Supplied passage.
Lisa Mills, EOL & Julie Stein, Wildlife Friendly Enterprise at the Captive Breeding session at EHNF.

Lisa Mills, EOL & Julie Stein, Wildlife Friendly Enterprise at the Captive Breeding session at EHNF.

 

Although conservation efforts are ongoing in India, Burma, Thailand, Bhutan and Nepal (the last two countries having the smallest number of elephants) the biggest threat to the wild elephant is the human-elephant conflict (HEC) which has several causes.

  • The competition for space due to the growing human population. Destruction of forests through logging, slash-and- burn, shifting cultivation, monoculture tree plantations and encroachment into elephant habitats (by human habitation or development projects)
  • Encroachment on elephant migratory routes or fencing of border areas between countries, that impede the free movement of the elephants
  • The elephants’ raids of crops of the shifting cultivators in fields scattered over a large area interspersed with forests
  • Poor governance and implementation of wildlife laws

Dr Khyne U Mar, ‘The Elephant Lady of Myanmar” at EHNF

Dr Khyne U Mar, ‘The Elephant Lady of Myanmar” at EHNF

 

 Dr Khyne U Mar has been working with captive elephants since the 1990s and is in charge of the Myanmar Elephant Research Project. She manages over 2000 elephants and feels that captive elephants can be very useful in various ways. This was also the consensus of the Forum.

[Region pointing data]
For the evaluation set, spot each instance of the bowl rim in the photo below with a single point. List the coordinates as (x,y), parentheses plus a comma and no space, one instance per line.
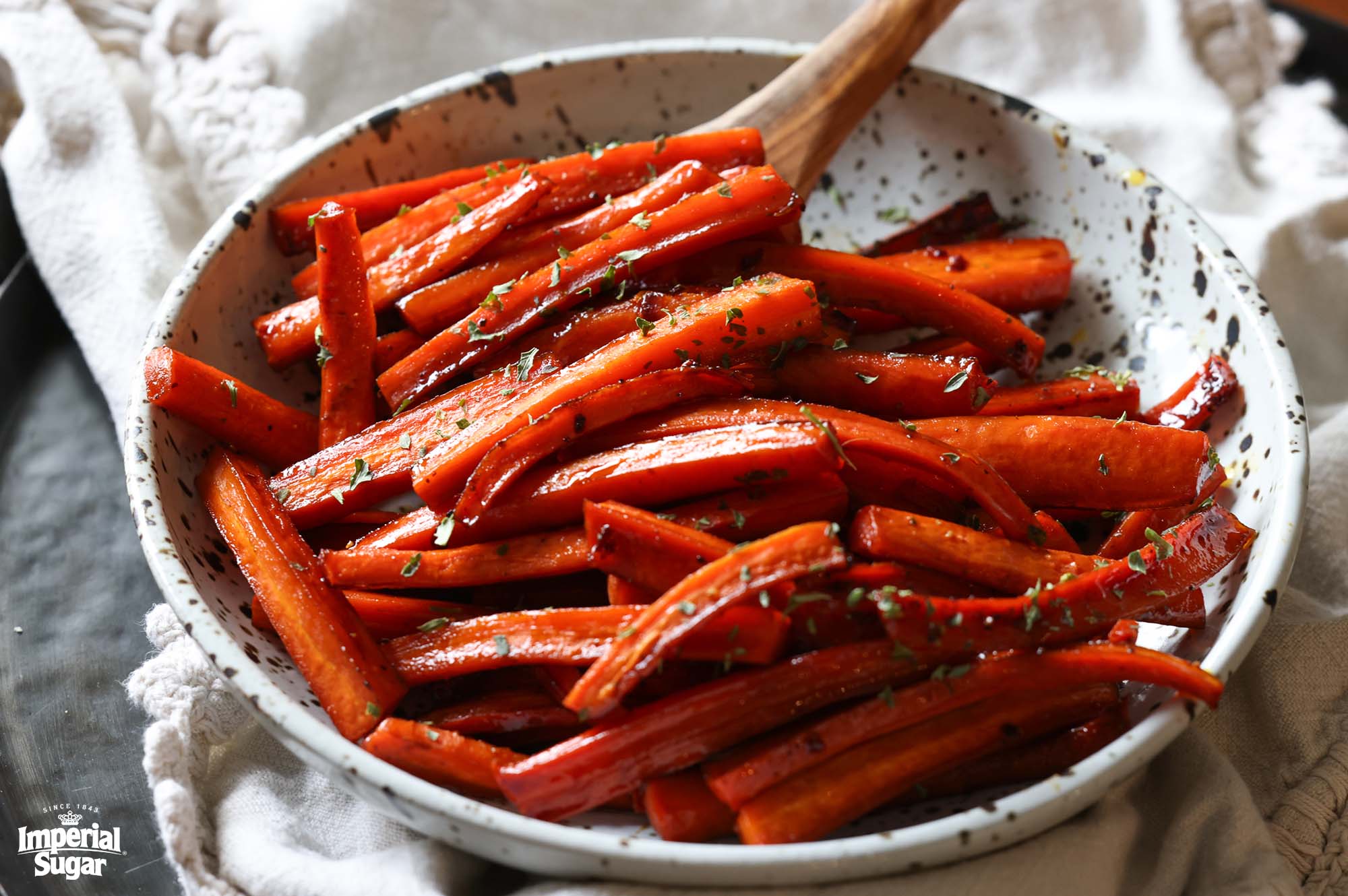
(1018,816)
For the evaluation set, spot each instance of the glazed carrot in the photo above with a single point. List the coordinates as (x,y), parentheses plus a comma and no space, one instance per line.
(749,771)
(1016,276)
(503,466)
(1089,395)
(580,181)
(1052,755)
(502,712)
(330,645)
(386,615)
(657,474)
(440,757)
(970,219)
(680,731)
(288,333)
(530,557)
(884,383)
(853,281)
(987,560)
(436,307)
(347,329)
(290,223)
(377,464)
(747,205)
(785,312)
(850,785)
(702,596)
(681,809)
(1194,552)
(572,637)
(1191,406)
(394,347)
(228,410)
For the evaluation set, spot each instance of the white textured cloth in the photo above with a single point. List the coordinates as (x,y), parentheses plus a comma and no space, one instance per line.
(141,119)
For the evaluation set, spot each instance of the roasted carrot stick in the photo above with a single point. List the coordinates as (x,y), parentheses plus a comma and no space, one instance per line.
(1047,757)
(743,207)
(1016,276)
(773,311)
(436,307)
(334,650)
(1090,395)
(1191,406)
(290,223)
(440,757)
(228,410)
(746,773)
(987,560)
(683,810)
(347,329)
(854,281)
(377,464)
(502,712)
(850,785)
(503,466)
(574,637)
(884,383)
(734,579)
(1194,552)
(530,557)
(970,219)
(685,728)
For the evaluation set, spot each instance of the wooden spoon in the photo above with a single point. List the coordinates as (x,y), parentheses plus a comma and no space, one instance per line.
(808,111)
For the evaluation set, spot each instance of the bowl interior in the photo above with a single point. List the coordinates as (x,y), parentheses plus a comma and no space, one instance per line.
(1153,293)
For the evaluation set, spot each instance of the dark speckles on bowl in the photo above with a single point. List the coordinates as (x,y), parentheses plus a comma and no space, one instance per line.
(1133,305)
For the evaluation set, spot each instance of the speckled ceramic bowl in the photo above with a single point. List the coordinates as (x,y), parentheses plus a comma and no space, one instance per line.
(1155,292)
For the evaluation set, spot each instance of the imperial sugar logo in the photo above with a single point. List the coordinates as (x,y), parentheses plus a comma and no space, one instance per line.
(71,843)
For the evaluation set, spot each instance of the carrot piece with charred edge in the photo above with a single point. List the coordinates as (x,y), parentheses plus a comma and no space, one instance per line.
(850,785)
(754,769)
(528,557)
(1048,757)
(394,347)
(1016,276)
(1198,549)
(683,730)
(228,409)
(347,324)
(970,219)
(683,810)
(502,712)
(660,629)
(743,207)
(853,281)
(580,180)
(440,757)
(1087,397)
(656,474)
(332,649)
(884,534)
(386,615)
(772,309)
(514,255)
(574,637)
(524,449)
(290,222)
(326,487)
(1191,406)
(885,383)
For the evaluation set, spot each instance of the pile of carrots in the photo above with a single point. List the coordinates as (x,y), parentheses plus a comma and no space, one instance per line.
(685,548)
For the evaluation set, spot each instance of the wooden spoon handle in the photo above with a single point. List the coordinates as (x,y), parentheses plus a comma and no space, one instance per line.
(809,110)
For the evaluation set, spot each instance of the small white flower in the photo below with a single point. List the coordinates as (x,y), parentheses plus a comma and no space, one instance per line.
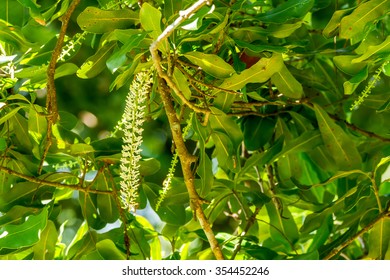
(131,124)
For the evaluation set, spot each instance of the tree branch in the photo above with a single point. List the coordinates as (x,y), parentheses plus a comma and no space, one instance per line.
(338,249)
(186,159)
(183,15)
(77,187)
(51,100)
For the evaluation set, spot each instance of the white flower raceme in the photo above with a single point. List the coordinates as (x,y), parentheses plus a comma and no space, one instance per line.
(131,124)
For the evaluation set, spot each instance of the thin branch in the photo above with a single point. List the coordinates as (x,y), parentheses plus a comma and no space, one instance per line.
(77,187)
(51,101)
(186,159)
(249,224)
(338,249)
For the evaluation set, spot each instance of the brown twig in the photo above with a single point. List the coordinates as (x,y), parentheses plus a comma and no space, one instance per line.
(186,159)
(51,101)
(338,249)
(76,187)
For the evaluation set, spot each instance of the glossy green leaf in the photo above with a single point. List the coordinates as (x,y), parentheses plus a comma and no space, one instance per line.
(171,8)
(99,21)
(379,239)
(345,63)
(351,85)
(340,146)
(205,170)
(219,121)
(108,208)
(109,251)
(172,214)
(149,166)
(291,9)
(95,64)
(46,246)
(182,83)
(88,204)
(376,50)
(283,30)
(257,132)
(355,23)
(119,57)
(150,18)
(25,234)
(333,25)
(260,72)
(287,84)
(211,64)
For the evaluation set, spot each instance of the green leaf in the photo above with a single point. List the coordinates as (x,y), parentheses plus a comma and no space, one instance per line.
(379,239)
(150,18)
(291,9)
(374,50)
(109,251)
(99,21)
(219,121)
(355,23)
(211,64)
(333,25)
(171,8)
(149,166)
(257,131)
(25,234)
(260,72)
(95,64)
(106,205)
(46,246)
(182,83)
(351,85)
(345,63)
(88,204)
(119,57)
(287,84)
(338,143)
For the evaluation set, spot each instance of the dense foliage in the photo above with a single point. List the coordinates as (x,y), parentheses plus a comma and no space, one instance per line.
(252,129)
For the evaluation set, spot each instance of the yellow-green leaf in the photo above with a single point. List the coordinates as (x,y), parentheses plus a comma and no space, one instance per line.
(355,23)
(99,21)
(211,64)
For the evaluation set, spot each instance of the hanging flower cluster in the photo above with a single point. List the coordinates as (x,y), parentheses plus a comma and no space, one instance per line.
(131,124)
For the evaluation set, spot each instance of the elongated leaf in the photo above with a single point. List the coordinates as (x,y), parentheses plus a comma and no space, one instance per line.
(45,248)
(107,207)
(95,64)
(25,234)
(257,132)
(354,24)
(99,21)
(88,203)
(182,83)
(109,251)
(351,85)
(204,171)
(258,73)
(219,121)
(374,50)
(291,9)
(211,64)
(379,240)
(119,58)
(340,146)
(333,25)
(150,18)
(287,84)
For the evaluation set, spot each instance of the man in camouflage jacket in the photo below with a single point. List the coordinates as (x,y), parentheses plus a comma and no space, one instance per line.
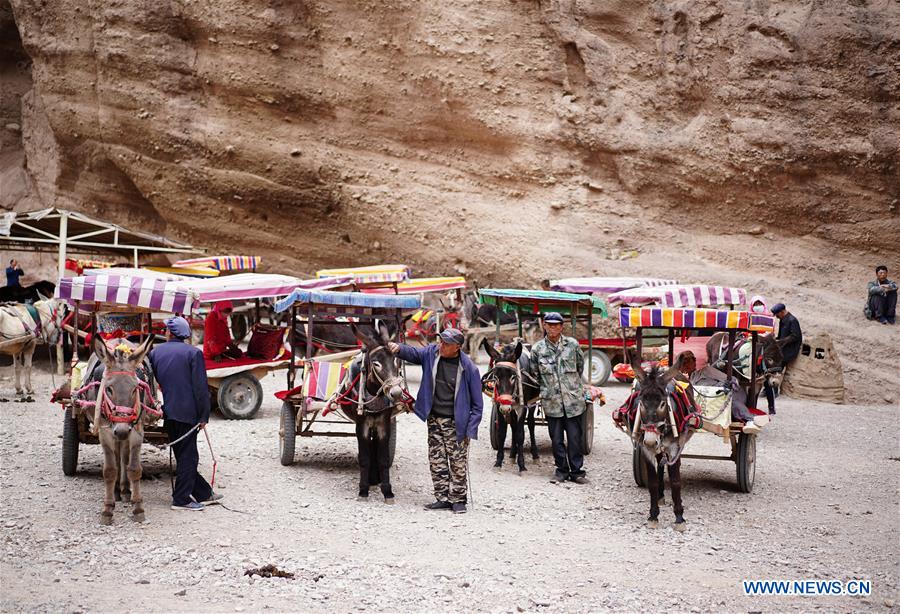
(556,363)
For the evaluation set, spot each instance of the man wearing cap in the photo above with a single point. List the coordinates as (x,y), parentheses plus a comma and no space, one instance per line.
(450,403)
(557,363)
(180,371)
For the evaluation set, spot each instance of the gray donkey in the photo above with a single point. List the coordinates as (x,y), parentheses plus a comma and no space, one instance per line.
(124,403)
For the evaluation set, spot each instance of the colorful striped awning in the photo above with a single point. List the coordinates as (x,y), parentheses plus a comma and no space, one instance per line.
(606,285)
(423,284)
(720,319)
(140,293)
(680,296)
(221,263)
(378,274)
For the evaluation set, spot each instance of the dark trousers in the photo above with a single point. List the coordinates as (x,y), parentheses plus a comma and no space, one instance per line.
(188,483)
(884,306)
(770,396)
(567,452)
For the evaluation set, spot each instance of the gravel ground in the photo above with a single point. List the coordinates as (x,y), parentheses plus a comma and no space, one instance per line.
(825,505)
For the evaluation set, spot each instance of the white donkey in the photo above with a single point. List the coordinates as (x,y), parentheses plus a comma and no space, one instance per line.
(21,332)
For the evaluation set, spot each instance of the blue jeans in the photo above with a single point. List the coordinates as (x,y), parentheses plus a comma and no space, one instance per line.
(567,452)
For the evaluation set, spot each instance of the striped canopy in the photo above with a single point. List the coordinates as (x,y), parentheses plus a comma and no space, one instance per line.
(352,302)
(139,293)
(221,263)
(680,296)
(606,285)
(424,284)
(719,319)
(378,274)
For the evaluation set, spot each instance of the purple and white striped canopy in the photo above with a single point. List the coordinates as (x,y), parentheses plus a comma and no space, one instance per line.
(606,285)
(679,296)
(142,293)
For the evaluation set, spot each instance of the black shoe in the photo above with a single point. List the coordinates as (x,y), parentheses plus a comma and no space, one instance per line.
(439,505)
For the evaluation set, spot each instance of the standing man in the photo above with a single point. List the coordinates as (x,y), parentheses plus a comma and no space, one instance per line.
(557,363)
(179,369)
(882,303)
(450,402)
(789,334)
(13,273)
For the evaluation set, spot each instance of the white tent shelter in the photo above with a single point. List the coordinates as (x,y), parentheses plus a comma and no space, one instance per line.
(66,231)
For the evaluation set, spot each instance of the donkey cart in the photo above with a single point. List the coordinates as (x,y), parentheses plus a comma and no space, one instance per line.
(714,400)
(579,307)
(316,400)
(120,307)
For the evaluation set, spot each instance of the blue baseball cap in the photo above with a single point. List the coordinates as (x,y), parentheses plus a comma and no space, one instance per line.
(453,335)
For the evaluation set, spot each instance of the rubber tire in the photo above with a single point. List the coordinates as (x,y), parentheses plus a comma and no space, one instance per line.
(587,430)
(598,357)
(287,434)
(746,462)
(639,467)
(247,379)
(392,441)
(70,443)
(495,427)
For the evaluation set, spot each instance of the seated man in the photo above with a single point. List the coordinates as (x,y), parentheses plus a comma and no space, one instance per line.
(882,302)
(217,340)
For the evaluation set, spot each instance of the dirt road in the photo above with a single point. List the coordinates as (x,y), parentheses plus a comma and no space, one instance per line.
(825,505)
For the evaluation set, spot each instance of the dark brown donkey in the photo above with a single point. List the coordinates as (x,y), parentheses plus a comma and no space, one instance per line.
(660,444)
(123,403)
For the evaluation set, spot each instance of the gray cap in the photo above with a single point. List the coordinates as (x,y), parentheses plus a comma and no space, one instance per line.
(553,317)
(453,335)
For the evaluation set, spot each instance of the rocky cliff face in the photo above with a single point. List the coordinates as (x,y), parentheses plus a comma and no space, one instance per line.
(750,143)
(325,129)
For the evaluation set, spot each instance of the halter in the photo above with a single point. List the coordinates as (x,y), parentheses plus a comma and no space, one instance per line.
(120,413)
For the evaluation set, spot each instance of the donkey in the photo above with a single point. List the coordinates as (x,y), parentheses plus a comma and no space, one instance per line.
(771,364)
(124,403)
(20,333)
(660,446)
(377,374)
(515,393)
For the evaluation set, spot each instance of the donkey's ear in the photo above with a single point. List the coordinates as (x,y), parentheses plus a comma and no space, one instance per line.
(490,349)
(639,373)
(362,337)
(138,355)
(98,344)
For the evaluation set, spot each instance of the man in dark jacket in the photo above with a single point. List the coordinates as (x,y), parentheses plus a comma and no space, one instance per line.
(789,333)
(449,401)
(180,371)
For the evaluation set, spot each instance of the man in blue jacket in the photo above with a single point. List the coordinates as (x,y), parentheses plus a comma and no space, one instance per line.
(449,401)
(181,374)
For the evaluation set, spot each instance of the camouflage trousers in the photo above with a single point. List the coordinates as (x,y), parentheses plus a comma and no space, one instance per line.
(447,458)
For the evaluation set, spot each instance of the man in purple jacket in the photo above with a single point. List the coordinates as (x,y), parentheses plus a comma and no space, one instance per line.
(180,371)
(449,401)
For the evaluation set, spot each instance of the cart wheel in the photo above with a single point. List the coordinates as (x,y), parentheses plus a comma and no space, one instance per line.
(239,327)
(639,467)
(746,462)
(601,368)
(239,396)
(287,434)
(70,443)
(587,429)
(392,441)
(495,427)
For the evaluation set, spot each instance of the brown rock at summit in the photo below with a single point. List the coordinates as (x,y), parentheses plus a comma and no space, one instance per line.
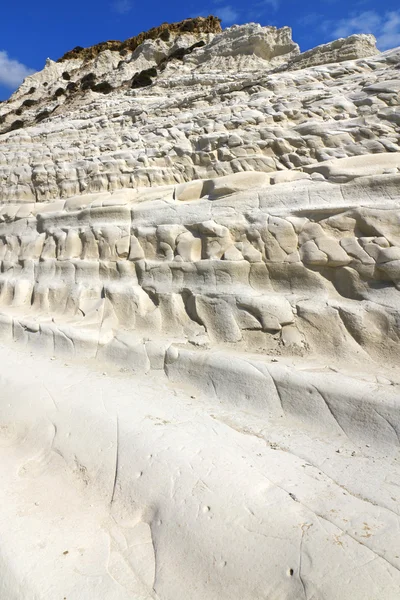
(208,24)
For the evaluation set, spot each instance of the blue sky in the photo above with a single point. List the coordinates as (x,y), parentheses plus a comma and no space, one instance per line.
(32,31)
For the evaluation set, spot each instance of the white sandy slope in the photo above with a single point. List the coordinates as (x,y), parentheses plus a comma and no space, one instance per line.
(120,486)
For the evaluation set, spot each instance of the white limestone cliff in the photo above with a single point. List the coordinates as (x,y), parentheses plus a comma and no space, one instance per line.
(200,248)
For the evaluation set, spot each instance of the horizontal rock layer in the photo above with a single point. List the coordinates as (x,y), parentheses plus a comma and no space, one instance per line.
(212,220)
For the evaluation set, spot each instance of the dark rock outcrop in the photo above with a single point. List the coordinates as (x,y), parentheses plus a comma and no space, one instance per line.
(208,24)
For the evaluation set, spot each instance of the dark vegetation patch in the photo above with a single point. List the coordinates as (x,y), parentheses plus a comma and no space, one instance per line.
(209,24)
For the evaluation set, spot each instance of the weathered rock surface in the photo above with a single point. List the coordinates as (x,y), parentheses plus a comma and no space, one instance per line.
(213,221)
(351,48)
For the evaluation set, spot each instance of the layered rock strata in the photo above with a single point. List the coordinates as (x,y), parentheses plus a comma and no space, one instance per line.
(217,214)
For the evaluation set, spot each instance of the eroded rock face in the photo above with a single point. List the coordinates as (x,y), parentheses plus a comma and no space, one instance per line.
(351,48)
(218,217)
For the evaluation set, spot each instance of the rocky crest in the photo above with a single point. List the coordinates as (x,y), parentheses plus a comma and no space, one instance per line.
(211,218)
(164,32)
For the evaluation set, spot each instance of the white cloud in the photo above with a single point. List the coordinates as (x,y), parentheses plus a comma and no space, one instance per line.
(122,7)
(228,14)
(12,72)
(385,27)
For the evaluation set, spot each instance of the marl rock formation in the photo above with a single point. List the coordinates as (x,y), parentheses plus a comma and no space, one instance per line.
(214,218)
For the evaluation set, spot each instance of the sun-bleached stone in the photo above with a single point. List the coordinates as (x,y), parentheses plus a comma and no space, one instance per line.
(199,316)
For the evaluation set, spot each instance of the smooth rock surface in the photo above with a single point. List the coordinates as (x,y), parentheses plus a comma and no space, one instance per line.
(200,320)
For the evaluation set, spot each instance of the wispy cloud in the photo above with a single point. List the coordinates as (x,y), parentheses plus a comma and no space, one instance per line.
(122,7)
(12,72)
(385,27)
(228,14)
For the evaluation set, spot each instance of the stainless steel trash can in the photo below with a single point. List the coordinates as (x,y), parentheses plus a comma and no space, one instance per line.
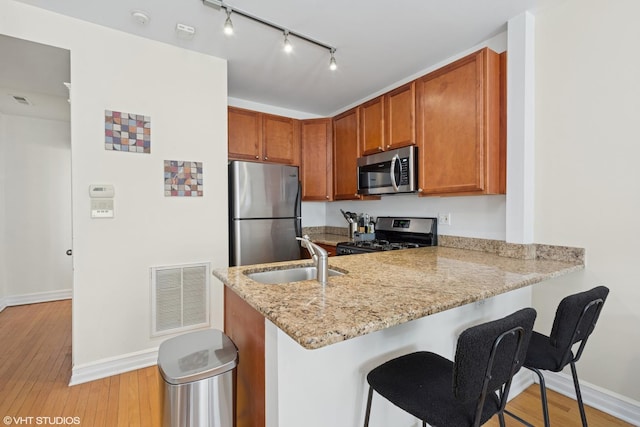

Tasks and exercises.
**a.** Which countries does the elephant conservation passage say have ongoing conservation efforts?
**b.** Pick up the elephant conservation passage after its final sentence and keep writing it.

Responses by task.
**a.** India, Burma, Thailand, Bhutan, Nepal

**b.**
The ways in which captive elephants can be used productively:

  • In teaching us about wild elephants
  • In increasing the population of the species through captive breeding
  • In turning away wild herds from human-inhabited places (specially trained captive elephants called ‘kunkis’ are thus used)
  • As ambassadors for the species, as they were major attractions for people in zoos, circuses, sanctuaries, rescue centres, temples and festivals. These encounters with live elephants could be used to create awareness in people about the plight of the Asian Elephant and mobilize them to spread awareness within their communities.
  • In educating children about the species
  • In eco-conscious elephant-oriented tourism
  • In helping veterinarians and forest officials navigate safely through forests while on work
  • In helping with research into elephant diseases

Susan K. Mikota speaks on outbreak of diseases such as tuberculosis and herpes among elephants

Susan K. Mikota speaks on outbreak of diseases such as tuberculosis and herpes among elephants

The outbreak of diseases such as tuberculosis and herpes among elephants in Asia is also a major cause for concern as this could decimate their numbers drastically.

Positive Outcomes:

  • The Balipara Foundation recognized the need for veterinarians specially trained to look after elephants and has resolved to help set up a centre for such learning within the premises of the College of Veterinary Science, Assam Agriculture University, Guwahati.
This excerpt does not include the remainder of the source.